START Text provided

Those skilled in the art will also appreciate that while the above description has been provided under the assumption that the penetration exhibits a circular cross section, (see FIG. 3) that other cross sections such as annular ones are possible. However, for ease of understanding and construction, cylindrical structures are preferred. Accordingly, as used herein and in the appended claims, the term "tubular" is not restricted to objects exhibiting circular cross sections, but also includes annular and cylindrical structures having oval, elliptical, square and similar cross sections.
Since it is not necessary to provide a specific support structure for the insert of the present invention, it is seen in FIG. 3 that foam plugs 15 in thin walled tube 17 are readily disposable so that tube 17 rests on the bottom of inner tubular conduit 12. This arrangement is particularly illustrated in the end view of FIG. 3.
It should be noted herein that while the low thermal conductivity materials for the tubular conduits discussed above include such materials as stainless steel and glass fiber composites, it is also possible to employ such materials as titanium and nylon or plastic materials exhibiting a low thermal conductivity.
In terms of physical dimension, gap 11 between conduits 30 and 12 is typically between about 2 mils and about 10 mils. Additionally, gap 10 along the top of the tube 17 is typically between about 2 mils to 5 mils in height. Thermally conductive patches 16 are typically between about 1 and about 10 mils in thickness.
More particularly, it is possible to fabricate plugs 15 with foil patches 16 in place. For example, the desired thermally conductive foil patch may be adhesively affixed to a one inch thick slab of thermally insulating foam material. Cylindrical sections may then be removed from this slab, for example, by means of a circular punch or appropriate sawing or cutting device. In this way the insert is readily assembled.
It is to be particularly noted that the vapor around the insert plug is not exhausted to the external environment. Therefore, back diffusion of water vapor into that space is not possible. Consequently, even if frost develops in gap 11, gap 10 around the insert plug remains free of frost. This insures that the insert blows out freely upon rupture of disk 20.

END Text provided
START Stored data

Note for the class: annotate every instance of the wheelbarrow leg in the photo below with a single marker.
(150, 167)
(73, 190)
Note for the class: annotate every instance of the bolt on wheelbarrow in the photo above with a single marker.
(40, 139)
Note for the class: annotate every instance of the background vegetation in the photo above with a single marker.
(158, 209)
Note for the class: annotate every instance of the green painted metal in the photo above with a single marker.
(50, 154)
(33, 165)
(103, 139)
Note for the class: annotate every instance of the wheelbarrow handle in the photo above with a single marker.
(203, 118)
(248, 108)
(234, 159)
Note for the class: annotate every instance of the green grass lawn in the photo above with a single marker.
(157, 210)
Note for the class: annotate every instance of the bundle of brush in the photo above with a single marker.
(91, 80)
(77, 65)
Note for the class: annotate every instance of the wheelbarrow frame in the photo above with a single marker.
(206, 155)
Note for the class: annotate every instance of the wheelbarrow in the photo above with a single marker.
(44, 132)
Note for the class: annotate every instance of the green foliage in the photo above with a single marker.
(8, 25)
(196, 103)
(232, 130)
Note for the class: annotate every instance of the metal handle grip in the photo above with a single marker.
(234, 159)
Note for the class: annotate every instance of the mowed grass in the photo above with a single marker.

END Stored data

* **Exercise set**
A. Answer these questions using the passage on the conduit insert.
(i) Besides stainless steel and glass fiber composites, what other low thermal conductivity materials does it name for the tubular conduits?
(ii) How thick are thermally conductive patches 16 typically?
(iii) How thick is the foam slab in the fabrication example?
B. Set down word for word the part of the passage on the conduit insert starting with "It is to be" and going on through "of disk 20.".

* **Answer set**
A.
(i) Titanium and nylon, or plastic materials with low thermal conductivity.
(ii) Between about 1 and about 10 mils.
(iii) One inch.

B.
It is to be particularly noted that the vapor around the insert plug is not exhausted to the external environment. Therefore, back diffusion of water vapor into that space is not possible. Consequently, even if frost develops in gap 11, gap 10 around the insert plug remains free of frost. This insures that the insert blows out freely upon rupture of disk 20.